• _EXERCISE PASSAGE_:
- - - - - - -

Syndication options:  rss | atom | opml | myst | smart tags  what is this?  
Excerpt from:  Caregiving and Coping
.
November 18, 2005

Senior neglect or caregiver abuse?

Nothing I do is right.
Lynn posed this heart wrenching question to Ask Jeff:
How does one cope with caregiving a senior who is a bully, passive suicidal, has medical problems but nothing that would prevent him from living a full and long life.  Doctors, hospitals, assisted living, private services are some of the assistance I've tried for my dad over that last 2.5 years.  Nothing I do is right.  I've taken away his indepence, his freedom of choice, and speech, and everything familiar according to him.  I've no actual support relief except my husband.  My brother is the knight in shining armor as long as he doesn't have to make the decisions or do the action.  He's full of advice of stuff for me to do though.
 
Yes, I'm burned out, frustrated, depressed, guilty, and avoided doing things with and for my dad with every single day that passes.  There is no one else though.  He won't help himself and his choices for himself are not always the best.  Dad's estate lawyer wants me to talk with him privately to give me options over legal guardianship, etc.  Besides the fact this is going on behind my father's back, it's going to cost money my husband and I don't have.  Caregiver support groups are probably the answer but I feel that I'm wasting their time. 
 
I found your site by trying to search about medical alert systems.  I still don't know about those, but I think they would be good for me.  My dad would probably rip them out.  He's not a fan of being monitored (feels like he's in a prison).
 
 
I've tried to cut back on my time to just once a week over there (1 hour away), but I find myself trying to stretch it out even longer every time.  Much of me hates him for what he's done to me, my family, my mom and himself.  Much of me knows I should be more compassionate and loving, but he's not a lovable person anymore.  Where is the line drawn between senior neglect and caregiver abuse?


Lynn, your questions and situation took my breath away. What a difficult situation.

Your statement:

"Yes, I'm burned out, frustrated, depressed, guilty, and avoided doing things with and for my dad with every single day that passes."

- - - - - - -

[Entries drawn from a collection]

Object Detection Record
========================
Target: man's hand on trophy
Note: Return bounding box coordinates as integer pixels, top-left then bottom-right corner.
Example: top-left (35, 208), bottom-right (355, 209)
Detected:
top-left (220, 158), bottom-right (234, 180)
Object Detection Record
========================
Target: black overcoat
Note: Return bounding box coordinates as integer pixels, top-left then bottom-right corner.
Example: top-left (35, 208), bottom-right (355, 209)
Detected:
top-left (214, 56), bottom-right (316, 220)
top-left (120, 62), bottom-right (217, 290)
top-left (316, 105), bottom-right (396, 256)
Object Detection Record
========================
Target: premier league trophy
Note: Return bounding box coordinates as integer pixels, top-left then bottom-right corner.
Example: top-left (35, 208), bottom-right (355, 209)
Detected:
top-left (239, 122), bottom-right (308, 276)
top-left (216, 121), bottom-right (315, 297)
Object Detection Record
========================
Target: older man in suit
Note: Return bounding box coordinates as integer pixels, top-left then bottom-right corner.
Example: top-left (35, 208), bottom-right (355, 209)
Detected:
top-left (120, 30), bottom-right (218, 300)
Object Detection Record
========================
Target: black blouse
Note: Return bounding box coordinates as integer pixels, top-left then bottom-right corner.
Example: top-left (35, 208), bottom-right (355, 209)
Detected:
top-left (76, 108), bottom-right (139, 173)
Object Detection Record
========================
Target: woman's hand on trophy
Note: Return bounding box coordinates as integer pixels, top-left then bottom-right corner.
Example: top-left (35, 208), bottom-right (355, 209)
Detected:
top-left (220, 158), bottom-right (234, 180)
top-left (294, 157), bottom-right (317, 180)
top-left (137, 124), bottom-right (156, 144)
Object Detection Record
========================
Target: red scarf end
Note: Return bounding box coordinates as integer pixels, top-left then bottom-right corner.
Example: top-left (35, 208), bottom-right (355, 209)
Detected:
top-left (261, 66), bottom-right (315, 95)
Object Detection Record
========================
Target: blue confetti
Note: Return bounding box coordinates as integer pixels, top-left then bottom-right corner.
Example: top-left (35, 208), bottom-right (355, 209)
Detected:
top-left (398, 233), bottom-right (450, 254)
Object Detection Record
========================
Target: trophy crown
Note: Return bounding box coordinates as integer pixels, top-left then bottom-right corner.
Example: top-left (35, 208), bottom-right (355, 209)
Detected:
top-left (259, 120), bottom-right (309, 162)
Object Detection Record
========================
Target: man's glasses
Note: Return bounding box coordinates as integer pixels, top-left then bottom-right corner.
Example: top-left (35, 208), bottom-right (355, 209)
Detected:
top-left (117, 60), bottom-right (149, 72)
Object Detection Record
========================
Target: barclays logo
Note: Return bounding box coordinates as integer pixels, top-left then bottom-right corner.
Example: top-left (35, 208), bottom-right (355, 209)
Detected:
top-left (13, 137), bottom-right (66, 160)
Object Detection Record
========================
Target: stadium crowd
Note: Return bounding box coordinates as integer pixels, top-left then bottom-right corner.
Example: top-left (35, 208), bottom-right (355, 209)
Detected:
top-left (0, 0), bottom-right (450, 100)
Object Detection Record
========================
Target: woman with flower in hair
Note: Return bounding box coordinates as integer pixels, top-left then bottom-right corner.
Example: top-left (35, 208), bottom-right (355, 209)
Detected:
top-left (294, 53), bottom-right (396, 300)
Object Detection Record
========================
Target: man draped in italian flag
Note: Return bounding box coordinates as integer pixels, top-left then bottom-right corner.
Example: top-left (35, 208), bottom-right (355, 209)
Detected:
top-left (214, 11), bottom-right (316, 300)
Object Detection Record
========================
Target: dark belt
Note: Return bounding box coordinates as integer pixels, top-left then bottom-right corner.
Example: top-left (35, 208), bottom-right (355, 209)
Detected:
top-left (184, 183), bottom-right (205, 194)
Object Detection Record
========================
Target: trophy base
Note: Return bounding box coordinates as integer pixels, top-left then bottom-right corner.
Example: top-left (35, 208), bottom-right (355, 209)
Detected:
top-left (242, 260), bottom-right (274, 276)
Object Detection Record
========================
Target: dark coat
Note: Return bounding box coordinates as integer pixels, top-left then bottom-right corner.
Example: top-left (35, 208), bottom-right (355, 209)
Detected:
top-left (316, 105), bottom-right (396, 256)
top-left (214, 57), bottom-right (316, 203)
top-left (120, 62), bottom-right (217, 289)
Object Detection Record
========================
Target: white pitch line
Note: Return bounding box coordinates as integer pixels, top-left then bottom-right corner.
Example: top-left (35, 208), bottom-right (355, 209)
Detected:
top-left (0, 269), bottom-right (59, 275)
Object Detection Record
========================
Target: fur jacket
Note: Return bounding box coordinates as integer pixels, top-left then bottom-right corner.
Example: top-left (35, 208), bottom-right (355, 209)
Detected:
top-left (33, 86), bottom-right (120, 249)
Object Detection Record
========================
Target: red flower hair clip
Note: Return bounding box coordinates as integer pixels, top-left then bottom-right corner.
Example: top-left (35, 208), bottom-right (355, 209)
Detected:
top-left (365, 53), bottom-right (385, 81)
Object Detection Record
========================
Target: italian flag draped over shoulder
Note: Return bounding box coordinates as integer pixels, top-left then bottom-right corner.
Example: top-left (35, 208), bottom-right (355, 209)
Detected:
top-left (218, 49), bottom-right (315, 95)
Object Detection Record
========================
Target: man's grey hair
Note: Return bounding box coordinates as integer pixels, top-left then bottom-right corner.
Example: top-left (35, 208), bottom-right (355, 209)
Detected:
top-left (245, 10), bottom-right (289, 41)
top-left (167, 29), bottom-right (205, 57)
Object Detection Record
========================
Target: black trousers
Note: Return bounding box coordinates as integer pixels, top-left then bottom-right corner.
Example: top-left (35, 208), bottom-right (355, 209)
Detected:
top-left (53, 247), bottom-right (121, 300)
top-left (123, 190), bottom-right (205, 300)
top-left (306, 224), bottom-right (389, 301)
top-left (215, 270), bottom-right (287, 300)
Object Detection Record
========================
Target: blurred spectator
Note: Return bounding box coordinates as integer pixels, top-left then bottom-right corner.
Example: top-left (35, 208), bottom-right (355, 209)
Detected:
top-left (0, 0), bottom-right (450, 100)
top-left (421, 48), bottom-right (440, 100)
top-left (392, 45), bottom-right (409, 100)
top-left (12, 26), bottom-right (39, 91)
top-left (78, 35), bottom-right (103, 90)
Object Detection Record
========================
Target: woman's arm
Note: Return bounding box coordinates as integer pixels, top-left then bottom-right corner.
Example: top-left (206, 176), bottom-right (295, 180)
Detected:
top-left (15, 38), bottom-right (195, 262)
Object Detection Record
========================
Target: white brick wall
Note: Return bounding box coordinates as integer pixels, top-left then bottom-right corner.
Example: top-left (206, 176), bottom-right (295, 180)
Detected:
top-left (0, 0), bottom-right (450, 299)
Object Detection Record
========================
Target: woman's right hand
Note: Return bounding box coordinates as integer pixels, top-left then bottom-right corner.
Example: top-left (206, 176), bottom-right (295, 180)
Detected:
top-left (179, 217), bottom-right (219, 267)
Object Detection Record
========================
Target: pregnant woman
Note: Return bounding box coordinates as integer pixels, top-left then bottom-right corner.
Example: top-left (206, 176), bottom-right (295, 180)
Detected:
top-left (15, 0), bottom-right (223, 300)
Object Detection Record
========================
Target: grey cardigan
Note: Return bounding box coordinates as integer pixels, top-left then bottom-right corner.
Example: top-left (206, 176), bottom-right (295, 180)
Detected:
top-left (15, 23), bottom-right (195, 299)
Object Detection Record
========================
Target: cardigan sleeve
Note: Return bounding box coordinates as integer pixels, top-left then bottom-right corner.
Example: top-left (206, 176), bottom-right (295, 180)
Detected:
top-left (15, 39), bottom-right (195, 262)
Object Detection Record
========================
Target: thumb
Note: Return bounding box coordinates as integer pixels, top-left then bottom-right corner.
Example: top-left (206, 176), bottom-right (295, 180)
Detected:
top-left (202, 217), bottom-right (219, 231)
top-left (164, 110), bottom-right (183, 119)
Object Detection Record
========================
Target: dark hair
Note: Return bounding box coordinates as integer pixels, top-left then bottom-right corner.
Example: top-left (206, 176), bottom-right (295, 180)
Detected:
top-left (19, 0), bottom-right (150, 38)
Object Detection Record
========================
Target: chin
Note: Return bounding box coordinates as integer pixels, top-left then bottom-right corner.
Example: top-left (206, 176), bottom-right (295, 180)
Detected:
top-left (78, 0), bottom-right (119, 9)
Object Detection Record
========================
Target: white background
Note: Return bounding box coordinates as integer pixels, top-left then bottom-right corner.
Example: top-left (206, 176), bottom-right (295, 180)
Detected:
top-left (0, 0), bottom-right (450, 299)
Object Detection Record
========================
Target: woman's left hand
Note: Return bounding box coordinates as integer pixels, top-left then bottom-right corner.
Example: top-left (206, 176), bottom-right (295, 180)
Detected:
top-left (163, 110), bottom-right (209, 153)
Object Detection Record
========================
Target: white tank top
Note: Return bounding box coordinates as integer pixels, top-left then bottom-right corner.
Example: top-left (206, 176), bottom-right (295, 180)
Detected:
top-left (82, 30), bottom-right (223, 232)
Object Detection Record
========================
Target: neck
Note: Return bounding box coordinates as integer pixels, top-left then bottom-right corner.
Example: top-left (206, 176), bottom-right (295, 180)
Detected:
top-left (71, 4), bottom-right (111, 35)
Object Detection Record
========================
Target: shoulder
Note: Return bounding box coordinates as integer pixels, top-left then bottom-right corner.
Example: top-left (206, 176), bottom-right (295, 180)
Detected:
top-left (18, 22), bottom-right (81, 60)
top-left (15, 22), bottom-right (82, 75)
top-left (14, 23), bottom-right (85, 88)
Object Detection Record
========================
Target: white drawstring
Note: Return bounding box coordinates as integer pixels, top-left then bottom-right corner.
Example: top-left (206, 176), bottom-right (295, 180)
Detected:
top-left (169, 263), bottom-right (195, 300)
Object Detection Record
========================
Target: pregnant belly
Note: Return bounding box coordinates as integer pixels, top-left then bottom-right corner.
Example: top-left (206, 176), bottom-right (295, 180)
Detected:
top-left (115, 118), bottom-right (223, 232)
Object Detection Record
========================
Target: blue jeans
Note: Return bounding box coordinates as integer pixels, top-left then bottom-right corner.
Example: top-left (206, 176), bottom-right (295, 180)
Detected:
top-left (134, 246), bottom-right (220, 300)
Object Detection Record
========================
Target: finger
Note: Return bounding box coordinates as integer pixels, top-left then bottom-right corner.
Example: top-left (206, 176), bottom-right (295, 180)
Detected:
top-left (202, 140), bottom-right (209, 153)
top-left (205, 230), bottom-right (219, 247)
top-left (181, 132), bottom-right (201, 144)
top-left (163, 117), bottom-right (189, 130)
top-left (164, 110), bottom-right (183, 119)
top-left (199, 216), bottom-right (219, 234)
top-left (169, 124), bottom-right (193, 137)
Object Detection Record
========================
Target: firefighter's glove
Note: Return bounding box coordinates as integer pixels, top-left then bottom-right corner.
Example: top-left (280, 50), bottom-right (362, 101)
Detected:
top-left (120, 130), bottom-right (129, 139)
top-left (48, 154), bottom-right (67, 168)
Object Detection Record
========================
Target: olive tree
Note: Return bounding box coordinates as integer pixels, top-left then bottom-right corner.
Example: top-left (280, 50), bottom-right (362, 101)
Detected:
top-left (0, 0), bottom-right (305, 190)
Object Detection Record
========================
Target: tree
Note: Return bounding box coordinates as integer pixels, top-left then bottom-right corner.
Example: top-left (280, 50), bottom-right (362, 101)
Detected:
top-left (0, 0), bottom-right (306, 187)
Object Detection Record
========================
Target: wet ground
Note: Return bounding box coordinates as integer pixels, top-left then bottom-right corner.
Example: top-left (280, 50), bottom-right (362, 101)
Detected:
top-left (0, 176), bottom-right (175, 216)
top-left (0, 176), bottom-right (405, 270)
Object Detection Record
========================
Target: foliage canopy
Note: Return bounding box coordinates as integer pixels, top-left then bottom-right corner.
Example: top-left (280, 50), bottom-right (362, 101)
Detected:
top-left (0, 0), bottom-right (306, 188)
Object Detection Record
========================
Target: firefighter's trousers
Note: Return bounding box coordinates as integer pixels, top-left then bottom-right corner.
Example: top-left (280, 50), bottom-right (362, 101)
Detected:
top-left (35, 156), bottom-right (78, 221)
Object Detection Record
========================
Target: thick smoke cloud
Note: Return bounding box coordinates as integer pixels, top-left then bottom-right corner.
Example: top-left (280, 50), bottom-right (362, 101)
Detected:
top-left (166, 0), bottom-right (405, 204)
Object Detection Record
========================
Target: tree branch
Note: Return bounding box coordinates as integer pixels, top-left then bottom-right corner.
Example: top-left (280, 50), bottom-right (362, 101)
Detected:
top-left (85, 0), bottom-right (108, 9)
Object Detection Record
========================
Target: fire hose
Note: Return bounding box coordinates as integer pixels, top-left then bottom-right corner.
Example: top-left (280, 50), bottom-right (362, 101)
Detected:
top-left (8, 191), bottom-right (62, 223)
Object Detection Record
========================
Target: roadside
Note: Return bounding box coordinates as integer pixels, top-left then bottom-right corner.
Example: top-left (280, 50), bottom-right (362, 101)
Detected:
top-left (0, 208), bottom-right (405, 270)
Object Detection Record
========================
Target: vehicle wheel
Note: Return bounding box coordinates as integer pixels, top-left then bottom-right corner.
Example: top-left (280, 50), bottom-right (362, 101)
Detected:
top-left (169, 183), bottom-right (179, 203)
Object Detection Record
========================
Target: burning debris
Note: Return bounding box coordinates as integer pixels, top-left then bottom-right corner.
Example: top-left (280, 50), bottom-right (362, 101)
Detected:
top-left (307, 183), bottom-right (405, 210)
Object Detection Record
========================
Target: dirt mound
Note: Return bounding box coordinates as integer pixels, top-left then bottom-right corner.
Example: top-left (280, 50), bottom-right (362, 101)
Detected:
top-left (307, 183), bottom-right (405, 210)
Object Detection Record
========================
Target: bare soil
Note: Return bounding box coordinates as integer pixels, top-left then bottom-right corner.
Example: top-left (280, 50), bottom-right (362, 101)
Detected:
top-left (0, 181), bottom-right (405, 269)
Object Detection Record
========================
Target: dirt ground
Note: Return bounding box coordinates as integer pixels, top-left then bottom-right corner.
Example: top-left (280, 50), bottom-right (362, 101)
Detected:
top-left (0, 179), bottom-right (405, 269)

- - - - - - -

• _ACTION ITEM_: Continue the caregiving post above from the point where it stops.

• _OUTPUT FOR THIS EXERCISE_:
In my humble opinion...you need a break, regardless of the situation. I'd start with shouting out the loudest primal scream I could...then, start to engage your brother the "knight in shining armor" to get up off his duff and provide you and your dad some most needed support.

Since you have stated that, "...he has medical problems but nothing that would prevent him (your dad) from living a full and long life."

Take a break...you desparetly need one. Throw some of that guilt back at your dad and brother. In my opinion, they are both taking advantage of your caring, guilt, and personality.

Change the way you behave...and force them to adjust and change their attitudes.

YOU CAN'T KEEP GOING THE WAY YOU ARE!

Who is going to pick you up once you've collapsed?

Caregiver support groups would be a great start...don't worry about wasting their time...YOU NEED SOME HELP.

"Where is the line drawn beween senior neglect and caregiver abuse?" Listen to yourself, you are abusing the caregiver. I can't reiterate enough times...give yourself a break.

Let your husband, brother, and caregiver support groups give you a break. What would happen if you totally collapsed? Who would take over?

Breath deeply...step outside the box you are in...and seek help.

I feel and hurt for you...you need more help right now than your dad does.

You are not superwoman...she is only a fictional character in a comic strip.

Give yourself a break. I hear you, and so can your family.

I hope this helps.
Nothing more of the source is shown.